-- SUPPLIED TEXT follows --

Walter Humes is research professor in education at Paisley University.
A visitor to a primary school encountered a young boy wearing a badge signifying some form of achievement. She asked what he had done to merit this and he replied proudly, "I'm an effective contributor." The visitor subsequently learned that this was a lad with a difficult background and that staff were working hard to encourage him and make him feel valued.
I must confess that, when I heard of this exchange, I felt a little ambivalent. At one level I was naturally pleased that the school which had just received an excellent inspectorate report was making a determined effort to reward different types of achievement. In this sense, it was adopting a genuinely inclusive approach. And for the youngster himself, it was surely beneficial for him to receive positive feedback on his involvement in school life.
At the same time, I felt uneasy about the child's use of A Curriculum for Excellence language in describing his success. I have commented on the four capacities in previous articles and have expressed concern about the narrowing of professional vocabulary to describe what goes on in education. The eagerness with which this approved discourse has been promoted (and accepted) smacks of Orwellian Newspeak.

-- SUPPLIED TEXT concluded --
-- SOURCE DATA follows --

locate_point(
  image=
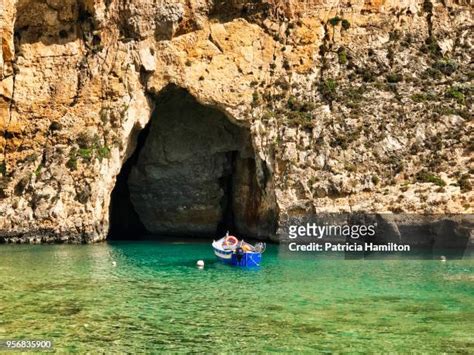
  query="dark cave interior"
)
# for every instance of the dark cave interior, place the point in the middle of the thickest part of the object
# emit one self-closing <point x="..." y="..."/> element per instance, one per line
<point x="193" y="174"/>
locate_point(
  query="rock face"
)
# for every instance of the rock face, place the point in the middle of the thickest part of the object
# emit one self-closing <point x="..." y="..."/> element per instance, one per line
<point x="195" y="172"/>
<point x="340" y="106"/>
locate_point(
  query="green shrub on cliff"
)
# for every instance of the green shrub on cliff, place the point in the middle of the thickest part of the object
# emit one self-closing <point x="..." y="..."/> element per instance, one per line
<point x="464" y="183"/>
<point x="425" y="176"/>
<point x="327" y="89"/>
<point x="456" y="93"/>
<point x="71" y="164"/>
<point x="445" y="66"/>
<point x="103" y="152"/>
<point x="342" y="56"/>
<point x="345" y="24"/>
<point x="335" y="21"/>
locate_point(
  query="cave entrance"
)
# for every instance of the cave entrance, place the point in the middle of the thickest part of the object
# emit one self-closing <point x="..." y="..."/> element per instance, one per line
<point x="193" y="174"/>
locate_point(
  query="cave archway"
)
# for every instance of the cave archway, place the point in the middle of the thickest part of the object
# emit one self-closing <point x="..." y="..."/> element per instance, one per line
<point x="194" y="173"/>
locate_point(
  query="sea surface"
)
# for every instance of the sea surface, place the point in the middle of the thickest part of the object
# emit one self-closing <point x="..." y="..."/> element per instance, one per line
<point x="150" y="296"/>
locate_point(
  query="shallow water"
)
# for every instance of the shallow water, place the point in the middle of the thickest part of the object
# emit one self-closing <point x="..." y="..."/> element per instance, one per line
<point x="156" y="299"/>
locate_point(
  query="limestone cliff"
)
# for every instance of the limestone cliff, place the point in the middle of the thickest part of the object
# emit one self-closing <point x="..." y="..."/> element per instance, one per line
<point x="338" y="106"/>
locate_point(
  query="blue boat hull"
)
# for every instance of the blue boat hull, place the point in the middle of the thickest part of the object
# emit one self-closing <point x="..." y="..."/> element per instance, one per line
<point x="245" y="260"/>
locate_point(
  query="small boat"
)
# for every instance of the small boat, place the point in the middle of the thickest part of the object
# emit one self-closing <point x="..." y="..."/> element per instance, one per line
<point x="236" y="252"/>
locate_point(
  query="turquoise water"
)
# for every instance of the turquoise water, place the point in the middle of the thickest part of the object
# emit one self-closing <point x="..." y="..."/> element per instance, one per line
<point x="154" y="298"/>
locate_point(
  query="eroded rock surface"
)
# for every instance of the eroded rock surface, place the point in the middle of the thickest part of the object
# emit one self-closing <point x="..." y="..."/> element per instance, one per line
<point x="350" y="105"/>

-- SOURCE DATA concluded --

LIST OF TASKS >>
**A)** List the words the writer of the piece on the school badge uses to describe their own reactions to hearing about the boy's exchange with the visitor.
**B)** In the piece on the school badge, what position does Walter Humes hold?
**C)** Carry on the piece on the school badge from the sentence that ends "smacks of Orwellian Newspeak."

RESPONSE LIST >>
**A)** ambivalent, pleased, uneasy

**B)** He is research professor in education at Paisley University.

**C)**
Let me juxtapose this episode with a passage from a book by the Swedish writer Hakan Nesser. It is a crime novel and I have come to the conclusion that my fondness for the genre serves as a kind of therapy it helps to prevent me committing homicide in my professional life. The central character, a police inspector, has just had a difficult exchange with his boss and reflects: "Decision-makers, persons in positions of power, and careerists in general, usually like to give the impression of possessing a little democratic polish... They like to give the impression that they are conducting a reasoned two-way conversation or discussion... when what they are really doing is giving orders."
Managers in many occupational fields now recognise that traditional forms of authority, which rely on status, directives and sanctions against those who fail to comply, are no longer as successful as they used to be. In a society where respect for hierarchies has declined, it is better to find ways of encouraging people to monitor themselves and their colleagues. Officially approved discourse is a crucial element in this process. By promoting forms of language that are routinely used to describe and evaluate workplace behaviour, discipline becomes internalised rather than externally imposed.
If we apply this analysis to the incident I reported at the beginning, what do we find? It is clear that the staff have already internalised the language of ACfE. It has become part of their professional currency and indicates that they have complied with official recommendations. No doubt this contributed to their positive inspection report.
But staff at the school have taken the process a stage further by introducing the pupils to the approved language. Whether the children fully understand the terminology is uncertain. It would have been interesting to ask the lad with the badge what the terms "effective" and "contributor" mean.
In the absence of real understanding, such labels may simply serve as forms of control rather than a sound basis for worthwhile educational development.